— start Text section —
And the teacher will help you learn, develop and master additional skills.

How’s that for a perspective check?  I’ll remember to read my own words of wisdom if I ever forget why challenges are ever present.

Alan Watts

I have been listening to the Essential Collection of Alan Watts. The dude has a brilliant mind in that he can condense Eastern Mysticism into bite size, consumable content well suited for any Western mind. And while I don’t agree with everything he has to say, or some of his personal behavior, I do love hearing him preach on our universal connection. Alan is passionate about helping humans realize how we are all interconnected. In fact, Mr. Watts believes that the ultimate purpose of duality is unity.  The Ying and the Yang, the man and the woman, the front and the back side of a coin . . . are all opposites, yet connected. We, like them, cannot separate ourselves from each other.

Again, I agree that we are all interconnected and one. Which makes me wonder why so many religious conservatives–who also claim to believe in the universal oneness of mankind–typically abhor environmentalists, feminists, gay rights activists, anti-war proponents, animal rights supporters, and more? Do not these causes all stem from a knowing that we are all interconnected and one?

I’m only asking because as someone who was raised as a conservative Christian, I’ve absorbed the prevailing notion that all of the aforementioned are less than desirable positions and causes. But truth be told, I am a fan of protecting the Earth. I believe we must be good stewards, and I believe we should love all people no matter their sex or sexual preferences. I certainly abhor the idea of anyone harming animals, just as I abhor the practice of harming anything or anyone. Could it be that the more interconnected we realize we are, the more we embrace peace, tolerance and love? If this truly is the case, then isn’t this the message we should most be sharing? Or will it lead us to the proverbial Sodom and Gomorrah, Woodstock, free love, social decay, and drugs?
— end Text section —
**Task instructions:**
1: Answer these questions about the passage on Alan Watts:
(a) Which collection has the writer been listening to?
(b) According to Mr. Watts, what is the ultimate purpose of duality?
(c) How was the writer raised?
2: Please carry the passage on Alan Watts forward from its final sentence, keeping the same first-person voice.
— start Dataset extract —
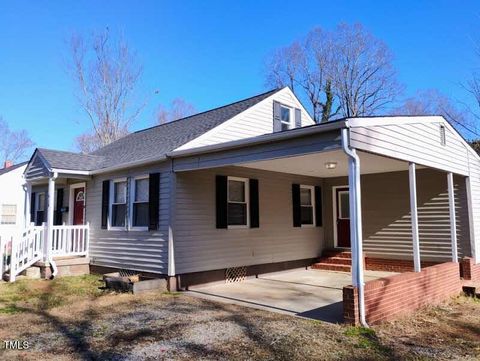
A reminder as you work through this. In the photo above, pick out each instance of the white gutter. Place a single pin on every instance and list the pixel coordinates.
(356, 224)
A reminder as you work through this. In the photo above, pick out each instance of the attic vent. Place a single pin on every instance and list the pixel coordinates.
(235, 274)
(443, 138)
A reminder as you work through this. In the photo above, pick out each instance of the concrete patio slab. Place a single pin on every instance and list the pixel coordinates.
(314, 294)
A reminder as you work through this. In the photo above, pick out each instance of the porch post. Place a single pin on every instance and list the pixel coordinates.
(50, 214)
(353, 220)
(453, 221)
(28, 198)
(414, 217)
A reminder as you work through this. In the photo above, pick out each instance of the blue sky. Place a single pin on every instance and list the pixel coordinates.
(211, 52)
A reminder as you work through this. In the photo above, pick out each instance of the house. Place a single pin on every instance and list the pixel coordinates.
(12, 197)
(257, 186)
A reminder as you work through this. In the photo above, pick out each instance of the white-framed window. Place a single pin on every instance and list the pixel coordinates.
(238, 202)
(307, 205)
(139, 202)
(8, 214)
(118, 204)
(286, 118)
(40, 208)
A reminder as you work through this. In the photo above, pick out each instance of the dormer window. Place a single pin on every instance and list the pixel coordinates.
(286, 118)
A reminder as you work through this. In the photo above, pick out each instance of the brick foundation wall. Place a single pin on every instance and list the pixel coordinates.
(390, 297)
(469, 270)
(393, 265)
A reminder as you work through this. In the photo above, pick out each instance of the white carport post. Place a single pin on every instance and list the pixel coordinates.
(414, 217)
(356, 231)
(453, 221)
(49, 231)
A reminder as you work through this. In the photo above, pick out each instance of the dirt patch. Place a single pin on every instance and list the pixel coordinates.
(89, 324)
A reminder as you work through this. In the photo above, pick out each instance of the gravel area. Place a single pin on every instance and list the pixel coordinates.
(179, 327)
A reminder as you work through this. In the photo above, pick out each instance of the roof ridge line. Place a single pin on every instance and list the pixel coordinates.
(209, 110)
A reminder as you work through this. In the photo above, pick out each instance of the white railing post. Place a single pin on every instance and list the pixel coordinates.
(13, 260)
(50, 214)
(2, 255)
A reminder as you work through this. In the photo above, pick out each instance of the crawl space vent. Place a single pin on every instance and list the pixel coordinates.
(235, 274)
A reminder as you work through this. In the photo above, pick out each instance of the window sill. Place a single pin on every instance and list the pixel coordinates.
(117, 229)
(238, 226)
(307, 226)
(139, 229)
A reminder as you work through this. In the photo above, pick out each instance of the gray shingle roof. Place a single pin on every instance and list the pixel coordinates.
(151, 142)
(72, 161)
(13, 167)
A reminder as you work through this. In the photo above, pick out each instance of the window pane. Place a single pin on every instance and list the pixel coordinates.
(305, 196)
(344, 205)
(120, 192)
(307, 215)
(141, 190)
(285, 114)
(118, 215)
(140, 214)
(237, 214)
(285, 126)
(8, 214)
(236, 191)
(40, 218)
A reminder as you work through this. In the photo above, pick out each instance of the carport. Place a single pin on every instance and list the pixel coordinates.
(366, 155)
(308, 293)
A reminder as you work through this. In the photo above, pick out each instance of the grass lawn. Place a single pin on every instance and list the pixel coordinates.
(72, 319)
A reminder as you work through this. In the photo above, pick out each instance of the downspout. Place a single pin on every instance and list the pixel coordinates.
(50, 234)
(356, 217)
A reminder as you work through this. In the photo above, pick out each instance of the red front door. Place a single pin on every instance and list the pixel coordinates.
(343, 217)
(79, 206)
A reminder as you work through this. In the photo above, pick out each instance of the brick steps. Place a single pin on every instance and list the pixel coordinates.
(331, 267)
(334, 260)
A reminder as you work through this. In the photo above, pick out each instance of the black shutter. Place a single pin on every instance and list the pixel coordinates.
(277, 124)
(58, 214)
(221, 184)
(254, 204)
(105, 201)
(297, 210)
(298, 118)
(318, 206)
(32, 207)
(153, 200)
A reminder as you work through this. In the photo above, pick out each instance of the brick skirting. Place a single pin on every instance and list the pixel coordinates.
(390, 297)
(469, 270)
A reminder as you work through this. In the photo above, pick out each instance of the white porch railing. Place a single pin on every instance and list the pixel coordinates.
(70, 240)
(19, 249)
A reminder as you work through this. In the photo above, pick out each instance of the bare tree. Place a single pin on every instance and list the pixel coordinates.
(304, 66)
(106, 74)
(363, 75)
(179, 108)
(346, 71)
(432, 102)
(14, 145)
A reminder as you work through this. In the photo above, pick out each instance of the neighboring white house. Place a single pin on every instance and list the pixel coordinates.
(12, 197)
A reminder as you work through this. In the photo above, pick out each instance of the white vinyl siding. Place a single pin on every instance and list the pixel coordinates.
(145, 251)
(200, 246)
(415, 142)
(255, 121)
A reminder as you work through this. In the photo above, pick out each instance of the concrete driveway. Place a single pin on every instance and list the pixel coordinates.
(308, 293)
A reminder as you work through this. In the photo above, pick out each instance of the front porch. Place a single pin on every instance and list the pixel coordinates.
(55, 235)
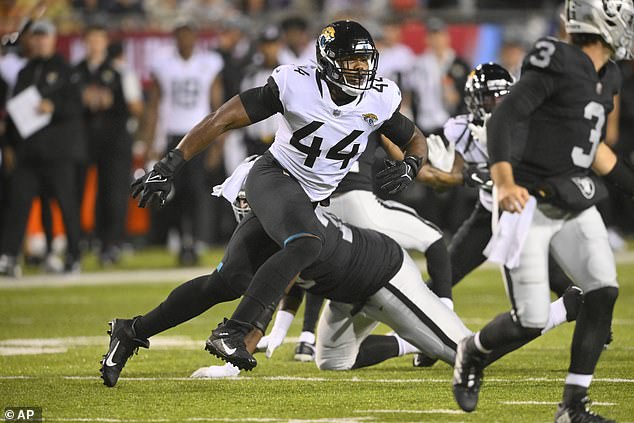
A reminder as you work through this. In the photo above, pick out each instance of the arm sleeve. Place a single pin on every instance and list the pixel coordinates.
(525, 97)
(399, 129)
(262, 102)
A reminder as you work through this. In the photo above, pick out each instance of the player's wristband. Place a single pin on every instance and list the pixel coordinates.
(415, 162)
(622, 176)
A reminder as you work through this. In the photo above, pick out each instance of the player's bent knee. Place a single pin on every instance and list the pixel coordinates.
(306, 245)
(602, 299)
(529, 325)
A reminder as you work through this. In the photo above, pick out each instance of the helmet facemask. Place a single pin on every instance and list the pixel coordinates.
(486, 86)
(613, 20)
(240, 206)
(349, 61)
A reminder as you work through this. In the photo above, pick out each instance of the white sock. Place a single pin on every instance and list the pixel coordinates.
(579, 380)
(404, 347)
(476, 340)
(283, 320)
(447, 301)
(557, 315)
(307, 337)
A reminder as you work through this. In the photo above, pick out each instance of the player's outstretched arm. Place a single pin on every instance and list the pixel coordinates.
(230, 115)
(614, 169)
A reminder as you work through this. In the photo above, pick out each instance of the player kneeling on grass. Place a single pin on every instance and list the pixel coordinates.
(357, 269)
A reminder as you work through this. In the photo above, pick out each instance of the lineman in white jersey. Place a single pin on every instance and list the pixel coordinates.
(328, 113)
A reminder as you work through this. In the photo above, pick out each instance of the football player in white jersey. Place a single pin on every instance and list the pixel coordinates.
(328, 112)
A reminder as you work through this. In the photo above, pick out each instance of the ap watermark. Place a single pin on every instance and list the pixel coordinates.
(23, 414)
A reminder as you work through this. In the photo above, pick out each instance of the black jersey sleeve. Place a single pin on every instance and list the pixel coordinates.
(399, 129)
(262, 102)
(526, 96)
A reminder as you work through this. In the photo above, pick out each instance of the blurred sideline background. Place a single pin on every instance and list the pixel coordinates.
(251, 37)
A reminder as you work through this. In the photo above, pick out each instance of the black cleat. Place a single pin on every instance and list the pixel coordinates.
(422, 360)
(608, 340)
(578, 413)
(123, 343)
(227, 343)
(467, 374)
(305, 352)
(573, 299)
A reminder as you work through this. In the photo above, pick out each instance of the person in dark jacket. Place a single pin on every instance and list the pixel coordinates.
(46, 160)
(109, 143)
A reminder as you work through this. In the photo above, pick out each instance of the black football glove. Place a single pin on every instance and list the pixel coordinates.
(157, 183)
(398, 174)
(477, 175)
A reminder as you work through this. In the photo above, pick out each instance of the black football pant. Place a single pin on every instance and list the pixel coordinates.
(466, 247)
(287, 216)
(29, 179)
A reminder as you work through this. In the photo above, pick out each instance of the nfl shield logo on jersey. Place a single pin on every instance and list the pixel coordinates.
(585, 185)
(370, 118)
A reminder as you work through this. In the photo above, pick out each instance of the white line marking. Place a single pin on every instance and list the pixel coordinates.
(549, 403)
(218, 419)
(440, 411)
(323, 379)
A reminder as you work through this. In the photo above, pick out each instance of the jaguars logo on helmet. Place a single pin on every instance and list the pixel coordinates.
(340, 47)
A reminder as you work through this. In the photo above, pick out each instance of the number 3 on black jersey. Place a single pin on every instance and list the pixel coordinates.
(313, 150)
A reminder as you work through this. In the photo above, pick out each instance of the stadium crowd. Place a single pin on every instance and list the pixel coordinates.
(122, 81)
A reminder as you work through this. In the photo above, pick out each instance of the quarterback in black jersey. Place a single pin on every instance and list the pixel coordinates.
(565, 93)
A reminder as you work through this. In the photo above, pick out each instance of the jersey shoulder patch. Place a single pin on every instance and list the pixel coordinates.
(548, 55)
(289, 77)
(613, 77)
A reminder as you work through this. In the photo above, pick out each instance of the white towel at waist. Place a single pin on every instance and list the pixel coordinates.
(231, 187)
(508, 239)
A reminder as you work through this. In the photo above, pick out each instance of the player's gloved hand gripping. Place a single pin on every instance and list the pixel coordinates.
(158, 182)
(477, 175)
(398, 174)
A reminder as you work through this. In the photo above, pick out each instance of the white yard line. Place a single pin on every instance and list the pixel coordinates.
(439, 411)
(322, 379)
(217, 419)
(551, 403)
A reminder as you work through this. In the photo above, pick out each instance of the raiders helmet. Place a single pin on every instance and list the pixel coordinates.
(485, 86)
(339, 43)
(613, 20)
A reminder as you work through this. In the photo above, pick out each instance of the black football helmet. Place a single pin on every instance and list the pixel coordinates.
(340, 46)
(485, 86)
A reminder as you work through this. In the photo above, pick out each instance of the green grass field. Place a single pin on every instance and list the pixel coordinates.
(63, 329)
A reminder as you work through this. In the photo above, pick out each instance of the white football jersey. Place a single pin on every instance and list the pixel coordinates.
(317, 142)
(456, 131)
(185, 88)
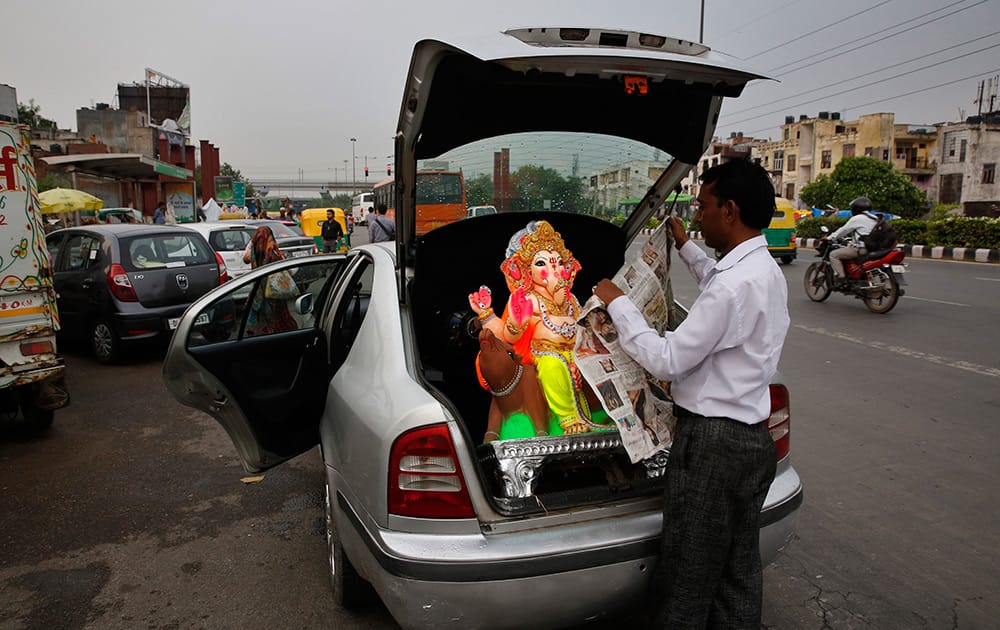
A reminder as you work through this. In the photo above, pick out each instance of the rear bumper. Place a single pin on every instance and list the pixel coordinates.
(522, 579)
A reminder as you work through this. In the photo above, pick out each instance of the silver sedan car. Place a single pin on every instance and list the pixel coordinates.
(372, 354)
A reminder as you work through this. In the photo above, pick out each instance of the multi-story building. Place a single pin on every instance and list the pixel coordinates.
(810, 147)
(628, 180)
(967, 155)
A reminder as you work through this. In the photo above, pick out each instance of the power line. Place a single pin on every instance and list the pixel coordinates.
(890, 98)
(882, 69)
(822, 28)
(877, 41)
(856, 88)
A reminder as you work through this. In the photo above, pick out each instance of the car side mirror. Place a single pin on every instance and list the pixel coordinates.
(303, 304)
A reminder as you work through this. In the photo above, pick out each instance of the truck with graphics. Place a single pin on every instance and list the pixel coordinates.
(32, 383)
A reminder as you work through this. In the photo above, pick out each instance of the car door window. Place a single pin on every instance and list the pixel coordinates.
(54, 245)
(82, 251)
(254, 310)
(350, 305)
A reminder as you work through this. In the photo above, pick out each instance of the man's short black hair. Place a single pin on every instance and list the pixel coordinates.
(748, 185)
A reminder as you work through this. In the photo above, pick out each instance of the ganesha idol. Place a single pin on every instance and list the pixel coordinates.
(534, 339)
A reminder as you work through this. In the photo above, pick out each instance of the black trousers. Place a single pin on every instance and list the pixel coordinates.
(717, 477)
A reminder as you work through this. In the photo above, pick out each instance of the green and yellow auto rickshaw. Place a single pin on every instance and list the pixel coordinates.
(780, 234)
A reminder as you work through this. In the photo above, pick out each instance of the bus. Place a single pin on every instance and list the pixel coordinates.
(359, 207)
(440, 198)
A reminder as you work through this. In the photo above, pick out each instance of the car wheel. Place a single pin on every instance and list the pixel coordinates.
(350, 590)
(104, 342)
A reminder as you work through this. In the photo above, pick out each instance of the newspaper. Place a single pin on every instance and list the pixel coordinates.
(637, 401)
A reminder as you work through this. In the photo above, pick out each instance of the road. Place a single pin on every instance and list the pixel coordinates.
(131, 513)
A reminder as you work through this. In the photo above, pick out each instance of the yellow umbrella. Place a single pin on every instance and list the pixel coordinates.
(68, 200)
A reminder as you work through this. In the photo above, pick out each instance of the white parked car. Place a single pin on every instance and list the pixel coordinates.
(230, 239)
(379, 367)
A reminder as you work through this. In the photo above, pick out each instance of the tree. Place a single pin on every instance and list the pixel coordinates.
(28, 115)
(889, 190)
(479, 190)
(533, 186)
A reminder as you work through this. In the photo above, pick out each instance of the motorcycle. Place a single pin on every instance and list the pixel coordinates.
(876, 278)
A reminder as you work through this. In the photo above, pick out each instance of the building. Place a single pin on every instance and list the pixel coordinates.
(809, 147)
(628, 180)
(967, 155)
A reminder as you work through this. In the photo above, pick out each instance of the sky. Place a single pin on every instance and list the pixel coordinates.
(282, 87)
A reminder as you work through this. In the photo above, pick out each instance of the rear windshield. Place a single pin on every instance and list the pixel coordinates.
(165, 250)
(231, 240)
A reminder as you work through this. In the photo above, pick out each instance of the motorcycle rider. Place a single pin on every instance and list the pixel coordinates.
(860, 224)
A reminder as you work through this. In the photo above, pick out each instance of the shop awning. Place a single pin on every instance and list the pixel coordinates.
(119, 165)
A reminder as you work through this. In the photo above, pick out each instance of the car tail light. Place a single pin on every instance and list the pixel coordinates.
(119, 284)
(780, 421)
(223, 270)
(425, 480)
(29, 348)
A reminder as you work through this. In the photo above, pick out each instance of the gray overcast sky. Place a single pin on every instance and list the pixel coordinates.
(282, 86)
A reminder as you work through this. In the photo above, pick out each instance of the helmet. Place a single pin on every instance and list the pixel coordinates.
(861, 204)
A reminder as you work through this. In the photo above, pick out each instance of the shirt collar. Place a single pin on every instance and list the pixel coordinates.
(740, 251)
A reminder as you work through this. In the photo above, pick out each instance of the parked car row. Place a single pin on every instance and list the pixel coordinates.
(121, 285)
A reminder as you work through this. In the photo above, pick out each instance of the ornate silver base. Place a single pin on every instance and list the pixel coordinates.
(521, 461)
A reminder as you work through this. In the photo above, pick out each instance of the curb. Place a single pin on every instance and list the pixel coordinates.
(941, 253)
(913, 251)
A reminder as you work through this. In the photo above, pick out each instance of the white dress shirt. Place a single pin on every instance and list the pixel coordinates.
(857, 226)
(721, 359)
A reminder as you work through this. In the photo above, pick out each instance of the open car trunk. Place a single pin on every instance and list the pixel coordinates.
(528, 475)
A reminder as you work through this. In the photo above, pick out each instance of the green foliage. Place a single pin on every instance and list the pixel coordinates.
(534, 185)
(965, 232)
(28, 115)
(809, 227)
(940, 211)
(889, 190)
(974, 232)
(52, 180)
(479, 190)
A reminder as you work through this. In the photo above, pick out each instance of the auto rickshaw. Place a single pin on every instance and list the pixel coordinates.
(780, 234)
(312, 224)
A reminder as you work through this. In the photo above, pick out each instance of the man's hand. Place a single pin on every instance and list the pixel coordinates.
(607, 291)
(677, 229)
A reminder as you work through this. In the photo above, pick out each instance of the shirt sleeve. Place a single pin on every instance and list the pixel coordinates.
(709, 326)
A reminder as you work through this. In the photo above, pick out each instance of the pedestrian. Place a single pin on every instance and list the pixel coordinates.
(720, 362)
(331, 233)
(267, 315)
(160, 214)
(381, 227)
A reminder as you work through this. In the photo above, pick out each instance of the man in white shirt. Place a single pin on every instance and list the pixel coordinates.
(858, 226)
(720, 362)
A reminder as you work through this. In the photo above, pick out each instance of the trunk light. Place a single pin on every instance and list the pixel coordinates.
(424, 478)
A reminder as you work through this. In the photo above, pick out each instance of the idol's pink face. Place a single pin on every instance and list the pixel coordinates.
(548, 270)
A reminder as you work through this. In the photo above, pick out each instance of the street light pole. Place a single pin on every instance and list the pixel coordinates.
(354, 167)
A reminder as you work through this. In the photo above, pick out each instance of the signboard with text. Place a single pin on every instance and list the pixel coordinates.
(223, 189)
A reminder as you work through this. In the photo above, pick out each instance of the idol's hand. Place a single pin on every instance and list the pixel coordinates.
(520, 308)
(481, 299)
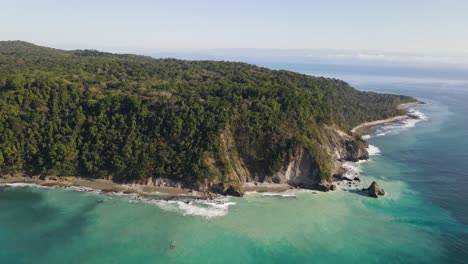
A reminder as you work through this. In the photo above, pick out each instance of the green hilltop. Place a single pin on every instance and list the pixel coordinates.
(99, 115)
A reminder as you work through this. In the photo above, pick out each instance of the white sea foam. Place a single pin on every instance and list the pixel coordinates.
(209, 209)
(285, 194)
(373, 150)
(205, 208)
(22, 184)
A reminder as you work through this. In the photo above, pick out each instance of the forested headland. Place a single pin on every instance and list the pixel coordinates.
(97, 115)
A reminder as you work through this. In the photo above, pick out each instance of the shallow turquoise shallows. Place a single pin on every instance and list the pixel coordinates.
(423, 218)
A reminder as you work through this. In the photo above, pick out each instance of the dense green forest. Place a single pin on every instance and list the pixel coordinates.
(98, 114)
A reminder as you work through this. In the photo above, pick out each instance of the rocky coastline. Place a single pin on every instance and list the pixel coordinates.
(297, 174)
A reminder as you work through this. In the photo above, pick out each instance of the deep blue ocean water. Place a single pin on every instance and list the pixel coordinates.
(422, 165)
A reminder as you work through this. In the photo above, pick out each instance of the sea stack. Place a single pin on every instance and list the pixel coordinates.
(374, 190)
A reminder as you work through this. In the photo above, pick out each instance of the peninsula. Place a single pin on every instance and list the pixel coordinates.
(208, 126)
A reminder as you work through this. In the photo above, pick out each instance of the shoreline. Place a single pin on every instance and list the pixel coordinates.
(105, 186)
(364, 127)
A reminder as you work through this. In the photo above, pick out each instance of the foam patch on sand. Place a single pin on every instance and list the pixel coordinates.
(204, 208)
(373, 150)
(415, 116)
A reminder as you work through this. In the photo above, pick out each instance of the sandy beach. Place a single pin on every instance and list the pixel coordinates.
(103, 186)
(364, 127)
(266, 187)
(106, 186)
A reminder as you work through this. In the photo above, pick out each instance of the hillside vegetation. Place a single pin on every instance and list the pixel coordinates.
(129, 117)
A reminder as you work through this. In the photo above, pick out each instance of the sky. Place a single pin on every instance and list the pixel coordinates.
(399, 26)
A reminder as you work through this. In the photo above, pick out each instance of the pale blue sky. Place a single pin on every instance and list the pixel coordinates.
(428, 26)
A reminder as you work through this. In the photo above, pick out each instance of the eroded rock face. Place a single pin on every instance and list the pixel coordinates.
(230, 190)
(300, 171)
(375, 190)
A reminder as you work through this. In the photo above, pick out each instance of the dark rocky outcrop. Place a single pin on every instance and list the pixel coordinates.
(230, 190)
(233, 191)
(375, 190)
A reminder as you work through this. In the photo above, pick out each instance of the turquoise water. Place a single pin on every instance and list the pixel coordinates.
(423, 218)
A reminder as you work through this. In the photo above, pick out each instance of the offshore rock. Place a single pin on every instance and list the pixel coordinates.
(374, 190)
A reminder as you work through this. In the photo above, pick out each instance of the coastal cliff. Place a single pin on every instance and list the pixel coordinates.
(203, 125)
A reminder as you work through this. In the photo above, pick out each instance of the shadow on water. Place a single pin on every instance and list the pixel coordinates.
(46, 229)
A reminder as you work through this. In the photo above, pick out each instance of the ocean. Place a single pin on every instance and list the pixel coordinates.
(423, 218)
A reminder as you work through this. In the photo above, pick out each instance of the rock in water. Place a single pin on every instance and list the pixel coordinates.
(375, 190)
(232, 191)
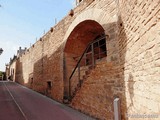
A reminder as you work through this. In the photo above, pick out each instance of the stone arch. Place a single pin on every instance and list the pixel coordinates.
(97, 15)
(93, 21)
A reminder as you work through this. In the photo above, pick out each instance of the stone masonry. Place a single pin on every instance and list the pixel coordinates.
(130, 71)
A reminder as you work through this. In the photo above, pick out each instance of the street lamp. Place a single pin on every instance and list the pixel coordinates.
(1, 50)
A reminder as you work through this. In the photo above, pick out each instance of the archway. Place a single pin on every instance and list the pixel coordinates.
(85, 33)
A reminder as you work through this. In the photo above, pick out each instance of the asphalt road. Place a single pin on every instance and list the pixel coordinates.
(20, 103)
— end Dataset extract —
**Responses for each task:**
1:
(a) The Essential Collection of Alan Watts.
(b) Unity.
(c) As a conservative Christian.

2:
Honestly, I don’t feel like exploring this train of thought any further today. I’m really just thinking out loud. Which is what I do on this blog of mine.

I do, however, want to close with this second incredible thought by Mr. Alan Watts.

Anybody who tells you that he has some way of leading you to spiritual enlightenment is like somebody who picks your pocket and sells you your own watch. 

I love the idea that we are all our own best leaders to enlightenment, and that as possessors of the Divine seed, we have truth planted within. Looking without will not generate the answers we seek for they truly lie inside. God gave us all the gift of enlightenment. Some call it the Light of Christ, others the Holy Spirit. Call it what you will, but to think someone else can lead you to salvation. . . well that is just the silliest sort of thinking. Why wouldn’t God want you to experience Him and truth directly? Why would he want you to drink downstream when you can come to Him– the source of living water to quench your thirst?

Why oh why do we so lemming-like run headlong with the herd off illusory cliffs of certitude?

I’m grateful God gave me my own watch so that I wouldn’t need to rely on anyone else to tell me the time.

And I’m grateful divine synchronicity led me to the teachings of Mr. Alan Watts! I’m only 3 lectures in to his Essential Collection and he’s already reinforced some incredible beliefs.

One Eternal Round

One Eternal Round has come to mean many things to me, but here is a new insight I had today as I was reading from Dr. Dyer’s Inspiration book. He states:

In order to give you must first receive and in order to receive you must first give.

If you want to be inspired your must be an inspiration to others. When you inspire others, you receive inspiration.

Pretty cool quotes that illustrate One Eternal Round.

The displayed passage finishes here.